INSTRUÇÕES DA TAREFA - Reproduza todos os registros abaixo, substituindo "marker" por "dot" e mantendo todo o restante inalterado. Omita as imagens na resposta.

Registros de um conjunto de rotulagem por pontos
━━━
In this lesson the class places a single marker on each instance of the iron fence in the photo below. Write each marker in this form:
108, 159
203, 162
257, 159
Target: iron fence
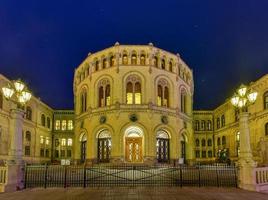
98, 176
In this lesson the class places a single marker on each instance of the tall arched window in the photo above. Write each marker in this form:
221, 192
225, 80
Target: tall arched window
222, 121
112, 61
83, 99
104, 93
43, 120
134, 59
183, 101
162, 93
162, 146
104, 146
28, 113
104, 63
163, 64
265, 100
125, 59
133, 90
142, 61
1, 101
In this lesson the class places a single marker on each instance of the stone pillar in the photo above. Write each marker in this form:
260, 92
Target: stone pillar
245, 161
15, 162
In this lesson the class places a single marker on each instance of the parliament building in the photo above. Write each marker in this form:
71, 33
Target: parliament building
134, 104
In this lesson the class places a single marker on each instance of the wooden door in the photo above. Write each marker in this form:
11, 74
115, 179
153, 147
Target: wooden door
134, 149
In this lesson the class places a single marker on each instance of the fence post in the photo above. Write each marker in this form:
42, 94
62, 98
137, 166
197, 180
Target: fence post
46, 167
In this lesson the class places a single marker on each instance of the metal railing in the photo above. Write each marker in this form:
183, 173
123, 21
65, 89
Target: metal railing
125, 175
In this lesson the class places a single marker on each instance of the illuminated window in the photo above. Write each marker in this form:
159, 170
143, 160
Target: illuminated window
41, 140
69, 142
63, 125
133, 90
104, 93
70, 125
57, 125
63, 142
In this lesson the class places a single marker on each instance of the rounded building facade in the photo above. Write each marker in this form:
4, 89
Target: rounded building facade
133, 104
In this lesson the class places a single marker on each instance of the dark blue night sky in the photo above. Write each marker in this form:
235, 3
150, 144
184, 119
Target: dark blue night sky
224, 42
━━━
RESPOSTA FINAL -
In this lesson the class places a single dot on each instance of the iron fence in the photo below. Write each dot in this form:
108, 159
203, 162
257, 159
Target: iron fence
98, 176
In this lesson the class places a single dot on each instance of the tall arched window in the photo above. Write each dot in this form:
221, 192
225, 80
Target: tall arched window
222, 121
112, 61
83, 99
104, 93
43, 120
134, 59
183, 101
162, 93
162, 146
104, 146
28, 113
104, 63
163, 64
265, 100
125, 59
133, 90
142, 61
1, 101
In this lesson the class places a single dot on each instance of the stone pillar in the photo above. Write each dot in this form:
260, 92
Target: stone pillar
245, 161
15, 162
In this lesson the class places a single dot on each instance of the parliament building in the photo above. Write each dot in this form:
71, 33
Target: parliament building
134, 104
In this lesson the class places a single dot on each instance of the wooden door in the photo above. Write each dot in this form:
11, 74
115, 179
153, 147
Target: wooden door
134, 149
In this lesson the class places a single dot on each instance of the fence post in the photo above. Write each dot in this form:
42, 94
62, 98
137, 166
197, 180
Target: fence post
46, 167
In this lesson the class places a single dot on each instance of the metal railing in the photo above. Write each dot in this form:
183, 173
123, 21
65, 89
Target: metal railing
125, 175
In this lesson the class places a single dot on each instance of the illuminated window in the photo above. Write each dot in this form:
159, 170
143, 160
Target: illuminated window
41, 140
69, 142
63, 125
133, 90
104, 93
70, 125
57, 125
63, 142
In this lesson the class places a single dot on each instance of the rounded building facade in the photo above. Write each dot in this form:
4, 89
Target: rounded building facade
133, 104
In this lesson the class places a single dot on each instance of the dark blue night sky in the photo above. Write each dot in this form:
235, 3
150, 144
184, 119
Target: dark blue night sky
224, 42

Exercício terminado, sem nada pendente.